Start of Excerpted passage
Dave Kehr's reviews in 'When Movies Mattered: Reviews From a Transformative Decade' (The University of Chicago Press) illuminate both film and an era.

Kehr Recalls ‘When Movies Mattered’

Michael Fox April 4, 2011


No film critic ever received more hate mail than Dave Kehr. Every week (or so it seemed) of his 1974-86 tenure at the Reader, Chicago’s iconic alternative weekly, his editors published livid letters. Readers didn’t attack Kehr’s taste but rather what they perceived as an impenetrable intellectualism. I still remember one irate fellow venting that he had no idea upon finishing a review if Kehr liked the movie or not. His frustration was only inflamed by the paper’s four-star rating system, which seemed like a perverse joke.

Now, Kehr was a University of Chicago alum and most detractors were probably North Siders who’d graduated from state schools. (Even in the City of Big Shoulders, class tensions existed.) But the main source of ill will was context and expectations. Twenty-something singles would pick up the Reader to see who was playing at their favorite Lincoln Avenue blues or folk club, or to scan the personals ads in Section 2. They turned to the movie review for some kind of consumer (read dating) guidance. Kehr, needless to say, didn’t see that as part of his job description.

He wasn’t insulting or elitist, but that was certainly the impression many readers had. Kehr wasn’t especially interested in the screen personas of movie stars (and couldn’t have cared less if a particular role was a savvy or lame career move), and he didn’t use pop-culture or current-events associations to connect with readers.

He was, however, an ardent acolyte of Andrew Sarris’ auteur theory, which ascribed a film’s authorship to the director. Above all, though, Kehr was analytical at a time when weeklies gave their critics vast acreage. He would decipher and describe in thick paragraphs how a particular movie worked (or didn’t), with little regard to its entertainment value. I was a novice film buff, a young college graduate (from a public university, if that matters) living in Chicago for most of this period, and I readily confess that Kehr was over my head. I didn’t write any poison pen letters, though. I admired him, not least for his seeming indifference to the unflagging antipathy that came his way.
End of Excerpted passage
Start of Rows
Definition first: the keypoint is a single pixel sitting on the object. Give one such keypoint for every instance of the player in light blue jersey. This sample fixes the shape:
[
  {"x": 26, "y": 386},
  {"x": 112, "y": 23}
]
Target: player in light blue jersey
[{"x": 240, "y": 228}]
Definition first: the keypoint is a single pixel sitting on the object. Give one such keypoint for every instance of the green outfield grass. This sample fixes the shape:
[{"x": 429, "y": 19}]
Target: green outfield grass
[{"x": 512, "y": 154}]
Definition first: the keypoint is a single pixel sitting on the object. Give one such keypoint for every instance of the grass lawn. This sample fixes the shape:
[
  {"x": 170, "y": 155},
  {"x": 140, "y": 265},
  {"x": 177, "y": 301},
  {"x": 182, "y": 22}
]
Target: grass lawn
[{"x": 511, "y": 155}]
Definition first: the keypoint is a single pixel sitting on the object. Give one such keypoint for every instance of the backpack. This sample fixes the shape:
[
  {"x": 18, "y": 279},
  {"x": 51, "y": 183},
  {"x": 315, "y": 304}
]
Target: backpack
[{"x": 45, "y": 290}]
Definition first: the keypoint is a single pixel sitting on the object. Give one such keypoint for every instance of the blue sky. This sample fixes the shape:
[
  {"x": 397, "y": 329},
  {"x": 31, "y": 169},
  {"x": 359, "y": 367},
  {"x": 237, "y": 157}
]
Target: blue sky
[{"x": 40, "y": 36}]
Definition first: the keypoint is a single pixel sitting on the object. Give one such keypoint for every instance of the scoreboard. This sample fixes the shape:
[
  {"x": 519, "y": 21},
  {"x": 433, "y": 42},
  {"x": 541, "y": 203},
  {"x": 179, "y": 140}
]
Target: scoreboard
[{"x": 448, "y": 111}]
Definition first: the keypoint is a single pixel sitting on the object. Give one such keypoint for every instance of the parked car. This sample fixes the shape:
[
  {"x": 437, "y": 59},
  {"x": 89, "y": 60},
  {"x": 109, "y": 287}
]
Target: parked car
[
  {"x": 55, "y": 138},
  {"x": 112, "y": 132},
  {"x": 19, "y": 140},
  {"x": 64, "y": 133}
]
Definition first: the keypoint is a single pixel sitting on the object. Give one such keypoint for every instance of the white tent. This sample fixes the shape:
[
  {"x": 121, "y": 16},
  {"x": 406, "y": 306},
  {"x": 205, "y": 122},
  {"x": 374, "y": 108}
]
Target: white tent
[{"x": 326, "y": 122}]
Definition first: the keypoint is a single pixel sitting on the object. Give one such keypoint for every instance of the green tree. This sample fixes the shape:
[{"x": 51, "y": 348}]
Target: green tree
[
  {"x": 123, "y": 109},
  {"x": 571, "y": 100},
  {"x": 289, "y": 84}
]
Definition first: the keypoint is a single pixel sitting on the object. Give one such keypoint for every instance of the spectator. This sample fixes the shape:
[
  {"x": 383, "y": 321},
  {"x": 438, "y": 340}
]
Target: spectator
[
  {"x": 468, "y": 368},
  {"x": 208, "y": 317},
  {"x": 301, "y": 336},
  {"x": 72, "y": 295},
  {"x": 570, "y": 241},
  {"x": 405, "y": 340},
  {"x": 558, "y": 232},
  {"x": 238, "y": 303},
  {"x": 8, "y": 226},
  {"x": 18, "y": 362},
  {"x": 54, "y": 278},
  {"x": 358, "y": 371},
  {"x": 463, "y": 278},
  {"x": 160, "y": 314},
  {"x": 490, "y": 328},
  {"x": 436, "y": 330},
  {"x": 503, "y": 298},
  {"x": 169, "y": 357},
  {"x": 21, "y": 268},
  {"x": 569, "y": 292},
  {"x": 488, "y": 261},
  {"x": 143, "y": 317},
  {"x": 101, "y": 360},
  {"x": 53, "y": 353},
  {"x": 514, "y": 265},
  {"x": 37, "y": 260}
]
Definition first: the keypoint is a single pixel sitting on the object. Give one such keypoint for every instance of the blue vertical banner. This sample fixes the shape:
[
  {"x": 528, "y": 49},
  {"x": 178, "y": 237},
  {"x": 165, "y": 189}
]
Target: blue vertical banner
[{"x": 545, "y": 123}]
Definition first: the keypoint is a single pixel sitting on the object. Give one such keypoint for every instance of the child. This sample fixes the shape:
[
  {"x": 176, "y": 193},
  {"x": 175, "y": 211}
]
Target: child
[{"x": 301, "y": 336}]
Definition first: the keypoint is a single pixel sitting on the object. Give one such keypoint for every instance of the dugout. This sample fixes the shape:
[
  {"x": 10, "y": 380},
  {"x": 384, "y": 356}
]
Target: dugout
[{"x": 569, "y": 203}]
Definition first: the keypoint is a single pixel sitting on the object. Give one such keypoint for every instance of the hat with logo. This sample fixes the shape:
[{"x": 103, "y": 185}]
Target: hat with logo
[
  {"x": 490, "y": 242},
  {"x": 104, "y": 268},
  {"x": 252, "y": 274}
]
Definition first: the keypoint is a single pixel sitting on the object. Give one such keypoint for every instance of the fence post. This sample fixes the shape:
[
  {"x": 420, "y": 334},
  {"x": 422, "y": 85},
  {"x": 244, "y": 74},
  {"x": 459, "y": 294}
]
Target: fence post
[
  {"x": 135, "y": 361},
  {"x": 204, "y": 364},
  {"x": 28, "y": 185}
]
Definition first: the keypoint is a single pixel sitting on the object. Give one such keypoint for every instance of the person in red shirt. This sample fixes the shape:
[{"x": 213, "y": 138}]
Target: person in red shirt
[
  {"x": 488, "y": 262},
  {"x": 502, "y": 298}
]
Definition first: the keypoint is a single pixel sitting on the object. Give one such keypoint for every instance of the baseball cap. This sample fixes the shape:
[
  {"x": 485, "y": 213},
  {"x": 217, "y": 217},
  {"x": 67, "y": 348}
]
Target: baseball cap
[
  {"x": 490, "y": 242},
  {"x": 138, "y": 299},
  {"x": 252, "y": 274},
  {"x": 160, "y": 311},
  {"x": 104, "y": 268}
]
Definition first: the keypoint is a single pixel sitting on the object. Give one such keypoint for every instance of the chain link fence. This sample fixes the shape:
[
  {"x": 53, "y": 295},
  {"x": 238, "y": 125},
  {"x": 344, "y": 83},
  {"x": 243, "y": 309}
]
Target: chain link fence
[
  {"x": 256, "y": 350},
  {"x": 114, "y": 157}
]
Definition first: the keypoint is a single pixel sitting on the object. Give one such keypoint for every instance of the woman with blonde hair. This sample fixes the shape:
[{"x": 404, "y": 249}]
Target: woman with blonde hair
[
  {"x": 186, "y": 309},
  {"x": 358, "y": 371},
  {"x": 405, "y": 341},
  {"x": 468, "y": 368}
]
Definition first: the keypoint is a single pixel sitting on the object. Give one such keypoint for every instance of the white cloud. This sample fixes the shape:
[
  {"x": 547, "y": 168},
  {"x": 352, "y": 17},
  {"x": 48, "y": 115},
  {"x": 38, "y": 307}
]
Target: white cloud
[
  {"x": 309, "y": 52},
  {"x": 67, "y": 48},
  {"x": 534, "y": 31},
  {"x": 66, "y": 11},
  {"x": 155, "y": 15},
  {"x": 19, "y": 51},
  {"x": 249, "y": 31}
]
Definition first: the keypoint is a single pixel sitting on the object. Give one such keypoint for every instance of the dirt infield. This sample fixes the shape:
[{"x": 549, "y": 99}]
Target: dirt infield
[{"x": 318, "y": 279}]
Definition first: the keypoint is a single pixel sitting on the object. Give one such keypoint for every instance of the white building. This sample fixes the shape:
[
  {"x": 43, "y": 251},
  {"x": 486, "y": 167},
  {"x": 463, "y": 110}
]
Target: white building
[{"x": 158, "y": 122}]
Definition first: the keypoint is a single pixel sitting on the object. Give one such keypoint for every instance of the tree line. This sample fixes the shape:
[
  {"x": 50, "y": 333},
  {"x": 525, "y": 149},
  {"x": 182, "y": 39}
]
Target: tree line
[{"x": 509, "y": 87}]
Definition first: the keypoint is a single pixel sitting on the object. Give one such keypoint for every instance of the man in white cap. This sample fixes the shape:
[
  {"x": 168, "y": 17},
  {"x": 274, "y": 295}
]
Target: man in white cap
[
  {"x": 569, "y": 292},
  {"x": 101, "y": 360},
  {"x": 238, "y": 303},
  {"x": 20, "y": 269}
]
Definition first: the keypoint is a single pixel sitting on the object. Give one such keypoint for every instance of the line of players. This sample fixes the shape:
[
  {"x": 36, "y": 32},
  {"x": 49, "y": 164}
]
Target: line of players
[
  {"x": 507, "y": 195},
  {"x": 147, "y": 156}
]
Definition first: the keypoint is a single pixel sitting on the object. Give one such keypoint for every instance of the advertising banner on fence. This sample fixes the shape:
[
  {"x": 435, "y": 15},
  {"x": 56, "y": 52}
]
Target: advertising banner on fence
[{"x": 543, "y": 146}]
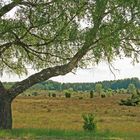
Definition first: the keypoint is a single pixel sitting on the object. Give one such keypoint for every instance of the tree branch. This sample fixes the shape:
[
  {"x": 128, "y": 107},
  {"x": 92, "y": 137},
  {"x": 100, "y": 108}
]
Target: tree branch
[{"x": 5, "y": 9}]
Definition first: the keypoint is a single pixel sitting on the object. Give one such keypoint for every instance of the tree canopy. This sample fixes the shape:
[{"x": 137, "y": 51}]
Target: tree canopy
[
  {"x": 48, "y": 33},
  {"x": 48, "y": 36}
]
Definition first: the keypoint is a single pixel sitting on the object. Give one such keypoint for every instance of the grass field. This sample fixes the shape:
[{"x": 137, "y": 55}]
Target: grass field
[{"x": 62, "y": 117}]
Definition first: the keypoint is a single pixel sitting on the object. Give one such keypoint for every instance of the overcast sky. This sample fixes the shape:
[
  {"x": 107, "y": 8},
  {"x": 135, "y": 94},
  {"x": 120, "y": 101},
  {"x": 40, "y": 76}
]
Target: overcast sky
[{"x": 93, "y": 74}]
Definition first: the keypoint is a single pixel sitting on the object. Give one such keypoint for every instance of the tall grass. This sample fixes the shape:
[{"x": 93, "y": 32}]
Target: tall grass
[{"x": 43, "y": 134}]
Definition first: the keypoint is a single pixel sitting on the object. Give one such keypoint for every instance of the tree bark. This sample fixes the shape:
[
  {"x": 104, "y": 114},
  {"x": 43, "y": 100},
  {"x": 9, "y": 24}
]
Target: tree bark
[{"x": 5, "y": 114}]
End of Rows
Start of Rows
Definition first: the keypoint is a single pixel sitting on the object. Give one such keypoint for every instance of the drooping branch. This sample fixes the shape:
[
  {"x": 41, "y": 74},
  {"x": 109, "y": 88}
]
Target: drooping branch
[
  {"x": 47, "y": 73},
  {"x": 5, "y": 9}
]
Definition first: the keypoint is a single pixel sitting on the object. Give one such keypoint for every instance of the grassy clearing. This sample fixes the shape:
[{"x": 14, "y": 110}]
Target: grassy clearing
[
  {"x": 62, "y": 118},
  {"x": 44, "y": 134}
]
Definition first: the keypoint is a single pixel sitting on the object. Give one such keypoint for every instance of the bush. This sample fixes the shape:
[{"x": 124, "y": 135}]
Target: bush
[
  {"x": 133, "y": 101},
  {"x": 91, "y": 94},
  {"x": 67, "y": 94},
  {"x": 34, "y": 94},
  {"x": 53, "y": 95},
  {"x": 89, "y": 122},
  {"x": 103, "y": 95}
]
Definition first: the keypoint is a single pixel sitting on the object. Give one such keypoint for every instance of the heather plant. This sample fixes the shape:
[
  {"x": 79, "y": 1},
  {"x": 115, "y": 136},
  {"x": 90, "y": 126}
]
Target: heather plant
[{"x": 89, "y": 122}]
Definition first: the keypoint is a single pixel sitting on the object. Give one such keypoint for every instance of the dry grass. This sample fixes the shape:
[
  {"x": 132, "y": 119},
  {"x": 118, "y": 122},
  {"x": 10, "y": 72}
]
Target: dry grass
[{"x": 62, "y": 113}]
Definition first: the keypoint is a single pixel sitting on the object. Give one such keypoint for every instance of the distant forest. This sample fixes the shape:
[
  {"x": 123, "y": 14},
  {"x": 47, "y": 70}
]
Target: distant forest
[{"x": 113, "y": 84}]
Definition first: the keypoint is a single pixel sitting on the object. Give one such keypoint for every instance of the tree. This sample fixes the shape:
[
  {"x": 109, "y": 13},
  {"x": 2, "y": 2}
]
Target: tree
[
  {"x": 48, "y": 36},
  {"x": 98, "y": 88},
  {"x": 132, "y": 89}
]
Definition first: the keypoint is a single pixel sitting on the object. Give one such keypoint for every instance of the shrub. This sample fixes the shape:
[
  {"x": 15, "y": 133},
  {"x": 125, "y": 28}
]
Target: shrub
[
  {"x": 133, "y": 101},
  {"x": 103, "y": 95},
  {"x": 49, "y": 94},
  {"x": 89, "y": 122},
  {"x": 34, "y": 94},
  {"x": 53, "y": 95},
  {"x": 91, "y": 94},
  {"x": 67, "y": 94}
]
End of Rows
Start of Rows
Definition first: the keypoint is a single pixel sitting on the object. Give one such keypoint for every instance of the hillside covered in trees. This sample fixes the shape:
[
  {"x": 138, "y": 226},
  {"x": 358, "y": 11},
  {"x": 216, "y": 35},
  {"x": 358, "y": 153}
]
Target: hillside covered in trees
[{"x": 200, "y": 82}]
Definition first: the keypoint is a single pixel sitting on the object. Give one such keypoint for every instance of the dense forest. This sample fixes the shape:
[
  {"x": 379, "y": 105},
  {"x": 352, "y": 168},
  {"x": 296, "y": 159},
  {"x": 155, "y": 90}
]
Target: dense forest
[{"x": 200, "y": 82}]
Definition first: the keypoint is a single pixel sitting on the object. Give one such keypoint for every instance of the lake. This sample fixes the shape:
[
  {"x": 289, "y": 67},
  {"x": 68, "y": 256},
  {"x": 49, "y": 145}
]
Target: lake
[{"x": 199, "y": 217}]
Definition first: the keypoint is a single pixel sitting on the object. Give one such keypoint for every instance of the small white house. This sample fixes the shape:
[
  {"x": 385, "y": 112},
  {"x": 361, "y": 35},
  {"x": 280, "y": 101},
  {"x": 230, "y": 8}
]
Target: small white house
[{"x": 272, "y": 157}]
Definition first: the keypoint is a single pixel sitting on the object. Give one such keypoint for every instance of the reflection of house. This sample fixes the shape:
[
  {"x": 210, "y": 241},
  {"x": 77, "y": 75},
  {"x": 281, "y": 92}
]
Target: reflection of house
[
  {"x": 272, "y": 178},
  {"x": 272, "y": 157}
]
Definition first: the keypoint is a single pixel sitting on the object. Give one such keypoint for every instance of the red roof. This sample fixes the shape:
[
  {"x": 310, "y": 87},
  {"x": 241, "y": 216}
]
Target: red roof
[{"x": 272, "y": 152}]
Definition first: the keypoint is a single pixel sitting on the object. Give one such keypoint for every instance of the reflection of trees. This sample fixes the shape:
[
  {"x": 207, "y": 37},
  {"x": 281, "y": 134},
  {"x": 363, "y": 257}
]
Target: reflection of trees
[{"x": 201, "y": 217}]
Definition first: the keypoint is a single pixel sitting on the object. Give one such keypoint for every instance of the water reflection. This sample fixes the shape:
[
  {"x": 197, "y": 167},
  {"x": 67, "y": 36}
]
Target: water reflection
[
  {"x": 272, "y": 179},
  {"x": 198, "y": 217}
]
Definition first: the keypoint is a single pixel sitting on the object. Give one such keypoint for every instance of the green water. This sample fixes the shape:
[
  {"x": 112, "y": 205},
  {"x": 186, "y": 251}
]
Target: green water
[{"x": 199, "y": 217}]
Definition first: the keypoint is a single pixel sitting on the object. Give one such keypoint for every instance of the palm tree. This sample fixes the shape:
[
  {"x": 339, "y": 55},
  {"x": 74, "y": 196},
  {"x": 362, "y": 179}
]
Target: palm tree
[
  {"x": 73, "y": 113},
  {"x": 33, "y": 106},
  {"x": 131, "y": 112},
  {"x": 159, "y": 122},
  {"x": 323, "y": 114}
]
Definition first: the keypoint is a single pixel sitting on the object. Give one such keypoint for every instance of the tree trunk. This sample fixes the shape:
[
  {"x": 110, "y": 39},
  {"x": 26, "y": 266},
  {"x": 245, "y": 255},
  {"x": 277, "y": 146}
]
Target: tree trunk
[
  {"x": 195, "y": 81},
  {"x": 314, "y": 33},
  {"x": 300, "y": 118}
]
End of Rows
[Task instructions]
1. List every person named in the essay on Dave Kehr's film reviews.
2. Continue the essay on Dave Kehr's film reviews, starting after its final paragraph.
The records were taken from a separate source and have no connection to the essay.

[Exercise results]
1. Dave Kehr, Michael Fox, Andrew Sarris

2.
Good thing, because otherwise I’d be profoundly embarrassed right about now. Kehr has just published a meaty collection of his Reader pieces, When Movies Mattered: Reviews From a Transformative Decade (The University of Chicago Press, $22.50), that, in hindsight, illuminates the gulf between he and his angriest readers. He wrote reviews, not previews, that were best read after seeing the film. Not so much because Kehr revealed key plot developments—which he did in his excellent piece on Terrence Malick’s Days of Heaven, yet is far more notable for its insightful identification of themes that resurface in the director’s subsequent films—but because he wrote so lucidly about structure, shot selection, editing, color scheme and mise-en-scene.

If Kehr’s name is familiar, and I sincerely hope it is, it’s probably from the occasional reviews, think pieces and, as he puts it in the book’s introduction, “(most gratifyingly) a weekly column on film history (lightly disguised as reviews of new DVDs)” that he’s written for The New York Times for the last decade or so. (He also helms a valuable blog at davekehr.com.) Kehr left the Reader in 1984 for the Chicago Tribune, and eventually made his way to New York to review films for the Daily News (hardly a haven for deep thinkers).

In his early, choice Reader gig, Kehr expanded the reader’s appreciation of the director’s craft, but that wasn’t necessarily of help in picking a flick. And to tell the truth, the 50-plus pieces in this dense and highly readable book aren’t reviews so much as essays on the styles, themes and careers of individual directors from Orson Welles to Blake Edwards, from Jean-Luc Godard to Alan Rudolph. While most critics look for influences and reference points within genres and across generations, Kehr confined himself to mining a director’s oeuvre.

You can see how this approach would be less inviting and accessible to the casual moviegoer, although Kehr’s writing wasn’t arcane or academic. Well, decide for yourself. Here are the last few sentences of a 1982 review of a Jean-Pierre Melville retrospective at what is now the Siskel Film Center:

“Melville’s characters don’t feel the existential urge to test and define themselves—or when they do, they end by annihilating the self they‘ve tried to discover. There is a drive for safety and stability in Melville—a search for sanctuaries-—that lies under his taste for closed worlds, his nostalgia for the studio system, his love for le milieu. It’s curious that no true family setting, as far as I know, appears in any of his films—there is only the pain of the family’s loss.”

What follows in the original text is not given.